### Task details
According to the article about Iran's centrifuges, at which nuclear facility is the underground plant with the IR-2m centrifuges?

Reading passage START

Iran feeding uranium gas into advanced centrifuges underground - IAEA

The move is the latest nuclear standoff escalation by Iran with the US, Israel and their allies.

IAEA director-general Rafael Grossi listens as head of Iran's Atomic Energy Organization Ali-Akbar Salehi delivers his speech at the opening of the IAEA General Conference at their headquarters in Vienna, Austria September 21, 2020 (photo credit: REUTERS/LEONHARD FOEGER)
IAEA director-general Rafael Grossi listens as head of Iran's Atomic Energy Organization Ali-Akbar Salehi delivers his speech at the opening of the IAEA General Conference at their headquarters in Vienna, Austria September 21, 2020
(photo credit: REUTERS/LEONHARD FOEGER)
Iran has begun feeding uranium hexafluoride (UF6) gas feedstock into the advanced IR-2m uranium-enriching centrifuges installed at its underground plant in Natanz nuclear facility, according to a UN nuclear watchdog report obtained by Reuters on Wednesday.

Reading passage END
Raw data START

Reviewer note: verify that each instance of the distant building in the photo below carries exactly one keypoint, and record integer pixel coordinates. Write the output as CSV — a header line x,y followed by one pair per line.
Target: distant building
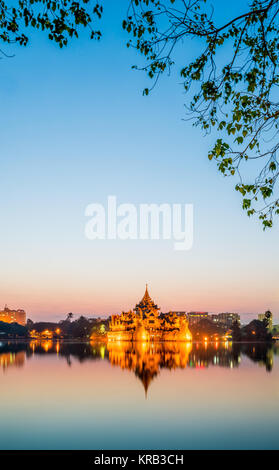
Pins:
x,y
225,319
195,317
262,316
13,316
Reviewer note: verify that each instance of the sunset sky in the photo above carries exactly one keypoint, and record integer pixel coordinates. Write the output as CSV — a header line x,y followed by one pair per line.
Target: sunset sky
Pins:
x,y
75,129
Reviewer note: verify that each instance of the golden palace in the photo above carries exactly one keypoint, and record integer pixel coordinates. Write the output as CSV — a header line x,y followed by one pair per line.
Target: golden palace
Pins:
x,y
146,323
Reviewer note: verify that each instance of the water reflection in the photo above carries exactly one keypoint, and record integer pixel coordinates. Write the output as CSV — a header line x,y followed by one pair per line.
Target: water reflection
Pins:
x,y
145,360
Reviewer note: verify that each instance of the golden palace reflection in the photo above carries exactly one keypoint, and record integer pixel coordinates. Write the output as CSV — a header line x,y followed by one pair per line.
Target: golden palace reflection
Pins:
x,y
144,359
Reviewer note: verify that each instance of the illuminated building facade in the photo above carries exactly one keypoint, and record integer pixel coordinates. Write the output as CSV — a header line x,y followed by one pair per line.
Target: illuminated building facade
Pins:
x,y
145,323
226,319
195,317
13,316
262,316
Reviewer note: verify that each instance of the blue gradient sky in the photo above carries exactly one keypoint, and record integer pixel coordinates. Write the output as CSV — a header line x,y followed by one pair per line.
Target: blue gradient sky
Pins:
x,y
75,128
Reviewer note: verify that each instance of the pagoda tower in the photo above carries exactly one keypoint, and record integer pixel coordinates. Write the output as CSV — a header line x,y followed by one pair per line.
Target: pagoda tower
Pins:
x,y
146,305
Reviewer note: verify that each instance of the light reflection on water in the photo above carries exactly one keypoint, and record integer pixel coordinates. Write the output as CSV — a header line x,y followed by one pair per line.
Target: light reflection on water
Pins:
x,y
137,395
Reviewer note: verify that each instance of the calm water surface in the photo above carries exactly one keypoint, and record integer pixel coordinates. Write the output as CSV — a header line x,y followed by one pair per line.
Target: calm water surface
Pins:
x,y
167,396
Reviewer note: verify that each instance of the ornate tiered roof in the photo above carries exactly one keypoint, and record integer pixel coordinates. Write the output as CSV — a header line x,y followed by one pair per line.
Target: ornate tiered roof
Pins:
x,y
146,304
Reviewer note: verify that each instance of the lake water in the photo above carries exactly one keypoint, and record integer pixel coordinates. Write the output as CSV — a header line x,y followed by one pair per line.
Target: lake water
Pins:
x,y
136,396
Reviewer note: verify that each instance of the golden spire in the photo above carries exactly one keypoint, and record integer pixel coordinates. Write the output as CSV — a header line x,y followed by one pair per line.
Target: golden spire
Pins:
x,y
146,296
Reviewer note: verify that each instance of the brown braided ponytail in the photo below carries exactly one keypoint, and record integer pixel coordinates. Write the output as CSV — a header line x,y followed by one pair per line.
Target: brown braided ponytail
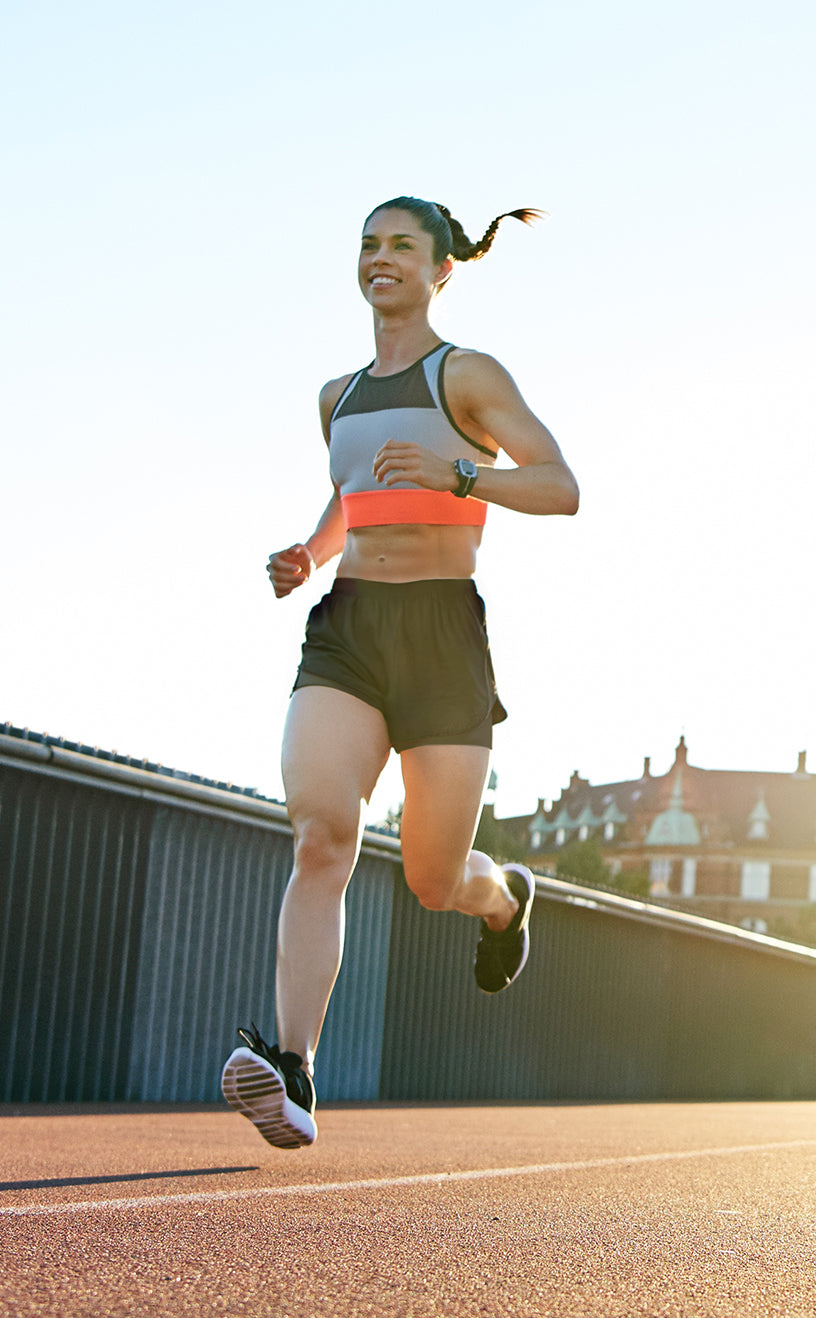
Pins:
x,y
462,248
448,236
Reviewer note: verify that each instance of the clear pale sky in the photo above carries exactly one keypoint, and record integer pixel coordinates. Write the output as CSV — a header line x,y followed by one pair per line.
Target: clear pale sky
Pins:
x,y
183,193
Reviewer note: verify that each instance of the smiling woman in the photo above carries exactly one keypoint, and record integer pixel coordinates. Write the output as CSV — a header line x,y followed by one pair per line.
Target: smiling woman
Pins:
x,y
396,655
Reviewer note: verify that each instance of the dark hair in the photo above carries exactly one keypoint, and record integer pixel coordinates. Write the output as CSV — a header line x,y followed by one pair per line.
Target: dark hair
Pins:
x,y
448,236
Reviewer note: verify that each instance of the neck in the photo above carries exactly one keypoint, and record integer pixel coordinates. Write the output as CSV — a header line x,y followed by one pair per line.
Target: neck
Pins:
x,y
401,343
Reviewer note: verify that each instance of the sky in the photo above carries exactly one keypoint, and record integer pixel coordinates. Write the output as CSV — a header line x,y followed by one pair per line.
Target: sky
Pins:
x,y
183,193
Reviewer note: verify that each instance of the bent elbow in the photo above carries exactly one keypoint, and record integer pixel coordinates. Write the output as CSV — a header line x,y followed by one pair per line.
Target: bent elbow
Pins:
x,y
571,500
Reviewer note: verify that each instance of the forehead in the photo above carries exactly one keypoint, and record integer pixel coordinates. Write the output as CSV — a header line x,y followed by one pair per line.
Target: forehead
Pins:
x,y
388,223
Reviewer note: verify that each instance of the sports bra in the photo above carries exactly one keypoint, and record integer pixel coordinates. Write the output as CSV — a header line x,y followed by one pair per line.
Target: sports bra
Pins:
x,y
410,407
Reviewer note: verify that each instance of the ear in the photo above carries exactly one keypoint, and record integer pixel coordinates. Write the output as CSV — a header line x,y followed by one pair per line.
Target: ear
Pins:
x,y
443,273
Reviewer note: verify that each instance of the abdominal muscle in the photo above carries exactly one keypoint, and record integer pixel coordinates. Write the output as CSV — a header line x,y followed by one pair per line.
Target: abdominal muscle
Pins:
x,y
410,552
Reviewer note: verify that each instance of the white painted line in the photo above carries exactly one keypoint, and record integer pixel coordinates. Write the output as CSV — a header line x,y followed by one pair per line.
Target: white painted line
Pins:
x,y
437,1178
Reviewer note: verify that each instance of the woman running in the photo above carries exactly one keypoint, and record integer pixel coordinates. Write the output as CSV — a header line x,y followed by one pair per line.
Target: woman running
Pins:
x,y
396,655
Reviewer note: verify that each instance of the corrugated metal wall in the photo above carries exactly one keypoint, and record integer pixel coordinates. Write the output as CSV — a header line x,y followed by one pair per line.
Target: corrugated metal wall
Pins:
x,y
137,929
608,1008
73,869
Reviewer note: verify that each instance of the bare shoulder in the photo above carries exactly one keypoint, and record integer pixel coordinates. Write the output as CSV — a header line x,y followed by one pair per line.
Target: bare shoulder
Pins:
x,y
471,374
330,397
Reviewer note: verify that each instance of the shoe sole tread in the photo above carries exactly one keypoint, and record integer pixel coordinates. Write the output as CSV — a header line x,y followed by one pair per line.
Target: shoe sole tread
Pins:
x,y
257,1091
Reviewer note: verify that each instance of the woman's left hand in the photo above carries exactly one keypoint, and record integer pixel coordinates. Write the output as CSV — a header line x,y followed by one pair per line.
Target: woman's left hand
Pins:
x,y
398,461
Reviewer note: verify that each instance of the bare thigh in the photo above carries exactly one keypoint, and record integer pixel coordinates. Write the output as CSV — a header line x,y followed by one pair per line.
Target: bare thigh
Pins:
x,y
335,747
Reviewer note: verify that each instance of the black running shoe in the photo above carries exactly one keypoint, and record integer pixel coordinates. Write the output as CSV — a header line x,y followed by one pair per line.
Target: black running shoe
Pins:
x,y
272,1090
500,957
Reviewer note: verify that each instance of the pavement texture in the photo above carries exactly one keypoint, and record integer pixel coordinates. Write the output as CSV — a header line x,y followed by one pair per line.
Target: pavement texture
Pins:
x,y
684,1210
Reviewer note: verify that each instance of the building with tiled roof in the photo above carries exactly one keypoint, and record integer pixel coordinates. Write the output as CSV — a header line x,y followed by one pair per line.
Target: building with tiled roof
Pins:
x,y
733,845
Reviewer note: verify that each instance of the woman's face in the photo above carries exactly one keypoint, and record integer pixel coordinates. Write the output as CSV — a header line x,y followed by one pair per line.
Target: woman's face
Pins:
x,y
397,268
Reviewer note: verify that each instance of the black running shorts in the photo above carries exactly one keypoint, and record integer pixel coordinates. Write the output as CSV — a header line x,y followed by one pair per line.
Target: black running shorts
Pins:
x,y
415,650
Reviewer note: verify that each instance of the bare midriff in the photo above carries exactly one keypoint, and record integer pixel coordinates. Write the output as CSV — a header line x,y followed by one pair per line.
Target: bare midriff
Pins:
x,y
410,552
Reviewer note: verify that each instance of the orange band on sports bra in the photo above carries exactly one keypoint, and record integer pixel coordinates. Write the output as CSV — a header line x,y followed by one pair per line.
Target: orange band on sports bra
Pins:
x,y
422,508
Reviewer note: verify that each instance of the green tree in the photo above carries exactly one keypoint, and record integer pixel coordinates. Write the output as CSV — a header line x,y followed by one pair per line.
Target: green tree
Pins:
x,y
583,862
633,882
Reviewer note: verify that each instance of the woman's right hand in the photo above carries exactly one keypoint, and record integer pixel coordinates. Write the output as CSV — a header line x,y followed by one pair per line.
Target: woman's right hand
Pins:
x,y
289,568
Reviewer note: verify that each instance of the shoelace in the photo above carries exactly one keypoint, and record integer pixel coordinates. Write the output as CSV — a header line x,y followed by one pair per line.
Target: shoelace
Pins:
x,y
286,1062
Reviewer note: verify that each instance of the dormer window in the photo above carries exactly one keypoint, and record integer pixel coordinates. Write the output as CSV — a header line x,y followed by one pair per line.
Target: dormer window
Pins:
x,y
758,820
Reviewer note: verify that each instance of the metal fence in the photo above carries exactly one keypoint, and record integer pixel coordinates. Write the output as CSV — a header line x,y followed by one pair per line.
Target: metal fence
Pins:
x,y
137,925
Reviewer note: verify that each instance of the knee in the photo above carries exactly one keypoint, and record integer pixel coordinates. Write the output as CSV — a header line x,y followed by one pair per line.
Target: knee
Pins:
x,y
433,891
324,846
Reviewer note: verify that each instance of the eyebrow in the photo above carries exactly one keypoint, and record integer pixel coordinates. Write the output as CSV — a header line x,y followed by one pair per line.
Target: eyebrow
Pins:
x,y
411,236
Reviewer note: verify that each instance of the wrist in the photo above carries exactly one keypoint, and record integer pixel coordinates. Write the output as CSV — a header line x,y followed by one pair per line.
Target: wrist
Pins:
x,y
466,473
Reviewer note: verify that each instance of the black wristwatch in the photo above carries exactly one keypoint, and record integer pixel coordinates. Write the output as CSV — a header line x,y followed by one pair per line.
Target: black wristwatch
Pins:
x,y
467,473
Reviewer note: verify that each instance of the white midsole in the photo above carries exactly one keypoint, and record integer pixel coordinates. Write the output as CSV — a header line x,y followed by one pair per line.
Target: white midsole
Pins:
x,y
255,1089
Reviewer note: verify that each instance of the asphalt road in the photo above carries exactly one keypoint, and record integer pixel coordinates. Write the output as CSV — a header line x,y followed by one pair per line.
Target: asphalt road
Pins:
x,y
535,1211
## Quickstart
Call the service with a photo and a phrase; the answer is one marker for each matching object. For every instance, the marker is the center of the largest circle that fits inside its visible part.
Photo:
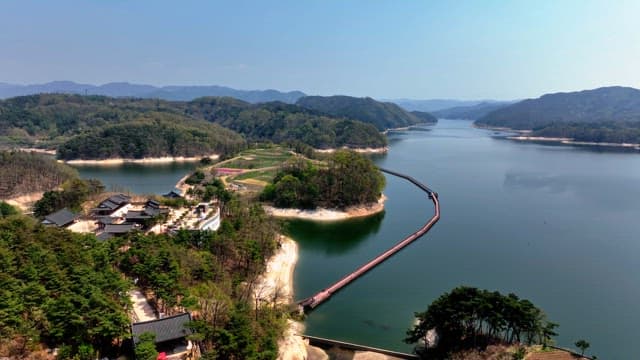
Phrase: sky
(384, 49)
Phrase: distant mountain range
(607, 104)
(383, 115)
(124, 89)
(431, 105)
(473, 112)
(603, 115)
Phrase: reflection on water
(334, 237)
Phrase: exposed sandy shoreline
(24, 202)
(276, 286)
(158, 160)
(322, 214)
(570, 141)
(380, 150)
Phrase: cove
(553, 224)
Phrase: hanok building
(114, 206)
(151, 211)
(171, 335)
(60, 218)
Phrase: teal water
(554, 224)
(138, 178)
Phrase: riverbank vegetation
(72, 195)
(608, 114)
(382, 115)
(153, 135)
(604, 132)
(84, 125)
(22, 173)
(344, 179)
(470, 318)
(69, 291)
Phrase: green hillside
(382, 115)
(81, 125)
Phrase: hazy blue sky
(385, 49)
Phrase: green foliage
(152, 135)
(22, 173)
(348, 179)
(59, 288)
(608, 104)
(73, 194)
(146, 347)
(469, 318)
(582, 345)
(380, 114)
(607, 132)
(7, 210)
(97, 127)
(212, 273)
(279, 122)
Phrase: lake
(557, 225)
(138, 178)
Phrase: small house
(114, 206)
(171, 335)
(60, 218)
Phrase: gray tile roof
(60, 218)
(169, 328)
(119, 228)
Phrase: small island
(345, 185)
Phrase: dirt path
(141, 308)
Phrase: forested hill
(152, 135)
(608, 104)
(22, 173)
(381, 114)
(50, 120)
(473, 112)
(124, 89)
(280, 122)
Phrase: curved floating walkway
(324, 295)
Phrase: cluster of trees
(608, 104)
(22, 173)
(72, 195)
(53, 119)
(153, 135)
(611, 132)
(58, 288)
(214, 274)
(382, 115)
(468, 318)
(280, 122)
(68, 291)
(345, 179)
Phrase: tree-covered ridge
(58, 288)
(471, 112)
(606, 132)
(346, 179)
(280, 122)
(214, 275)
(152, 135)
(607, 104)
(49, 120)
(380, 114)
(425, 117)
(468, 318)
(22, 173)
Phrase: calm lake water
(557, 225)
(138, 178)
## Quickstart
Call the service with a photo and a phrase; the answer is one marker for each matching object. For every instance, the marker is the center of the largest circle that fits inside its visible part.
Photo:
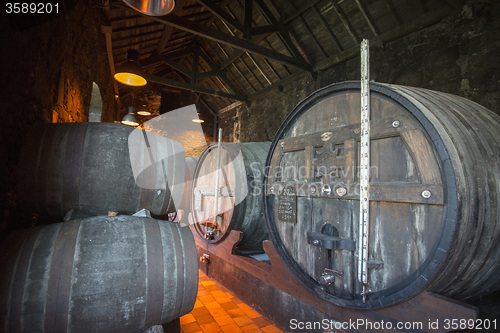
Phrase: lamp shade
(130, 72)
(152, 7)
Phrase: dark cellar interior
(274, 84)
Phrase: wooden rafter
(220, 37)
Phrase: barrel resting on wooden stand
(227, 194)
(273, 290)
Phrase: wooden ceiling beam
(221, 14)
(188, 86)
(220, 37)
(345, 21)
(367, 16)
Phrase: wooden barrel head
(312, 195)
(238, 205)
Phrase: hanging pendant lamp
(130, 72)
(130, 118)
(152, 7)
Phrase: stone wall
(48, 64)
(458, 55)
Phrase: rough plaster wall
(458, 55)
(45, 68)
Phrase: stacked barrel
(434, 193)
(118, 273)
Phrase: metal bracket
(330, 242)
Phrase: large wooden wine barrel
(100, 274)
(434, 196)
(87, 167)
(240, 193)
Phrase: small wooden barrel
(87, 167)
(434, 212)
(100, 274)
(239, 203)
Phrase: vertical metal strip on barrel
(19, 279)
(59, 287)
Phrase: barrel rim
(430, 268)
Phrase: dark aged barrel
(434, 210)
(240, 193)
(87, 167)
(100, 274)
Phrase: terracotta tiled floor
(218, 310)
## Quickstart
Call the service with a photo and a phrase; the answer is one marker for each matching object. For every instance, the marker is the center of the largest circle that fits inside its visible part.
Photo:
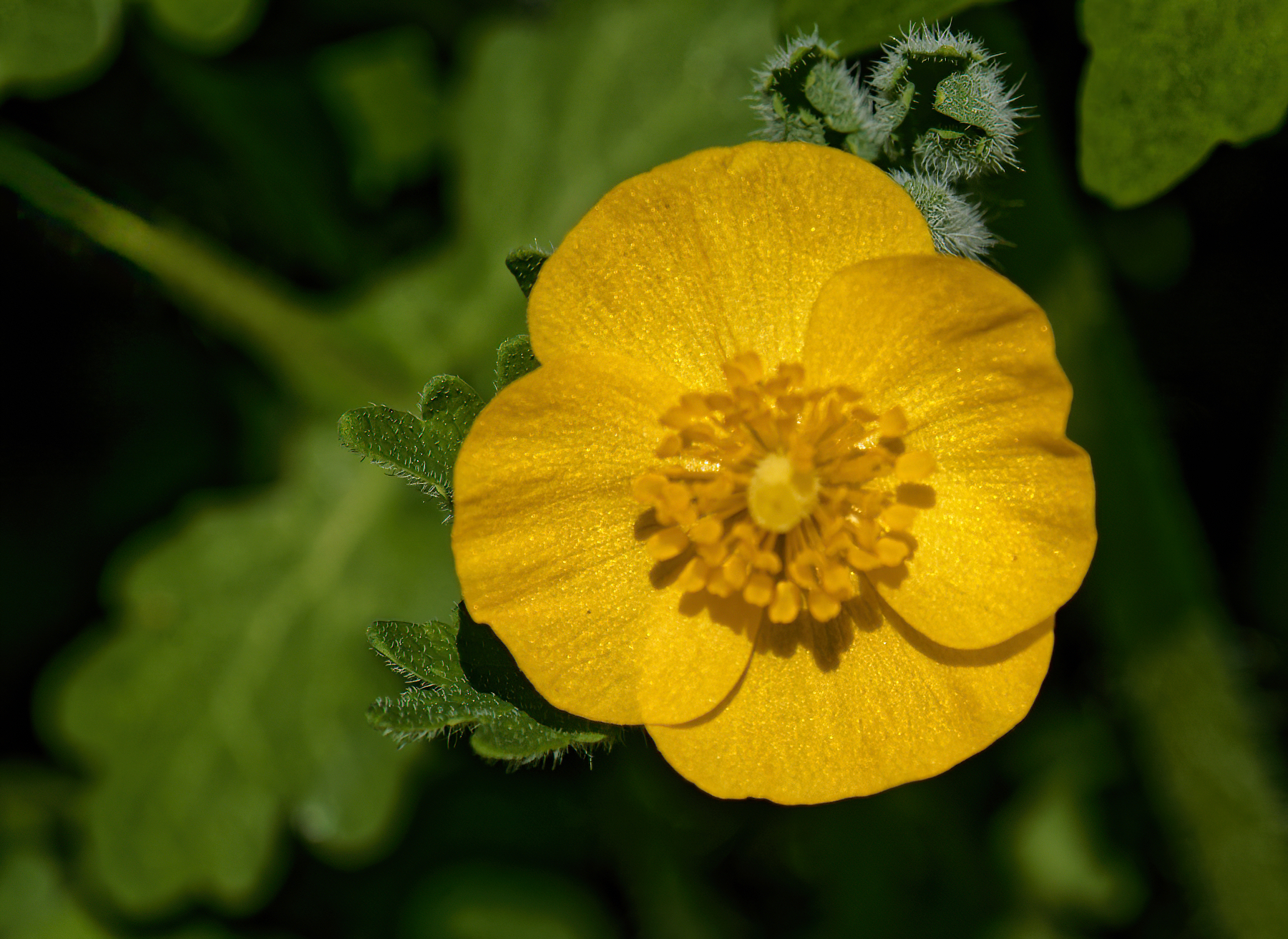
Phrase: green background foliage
(228, 223)
(1171, 79)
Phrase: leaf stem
(323, 362)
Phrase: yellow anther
(898, 517)
(759, 590)
(863, 467)
(666, 544)
(892, 552)
(894, 423)
(766, 560)
(787, 602)
(766, 491)
(912, 468)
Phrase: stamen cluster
(766, 488)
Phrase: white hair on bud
(956, 223)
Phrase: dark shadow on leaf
(491, 668)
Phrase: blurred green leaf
(526, 263)
(862, 25)
(1060, 861)
(502, 902)
(384, 97)
(544, 124)
(507, 716)
(230, 697)
(48, 45)
(514, 360)
(1169, 80)
(36, 905)
(206, 26)
(1152, 591)
(420, 450)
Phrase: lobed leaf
(526, 263)
(206, 26)
(514, 360)
(48, 47)
(421, 450)
(1167, 82)
(228, 700)
(465, 676)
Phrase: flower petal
(864, 705)
(972, 362)
(715, 254)
(547, 550)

Raw data END

### Result
Natanz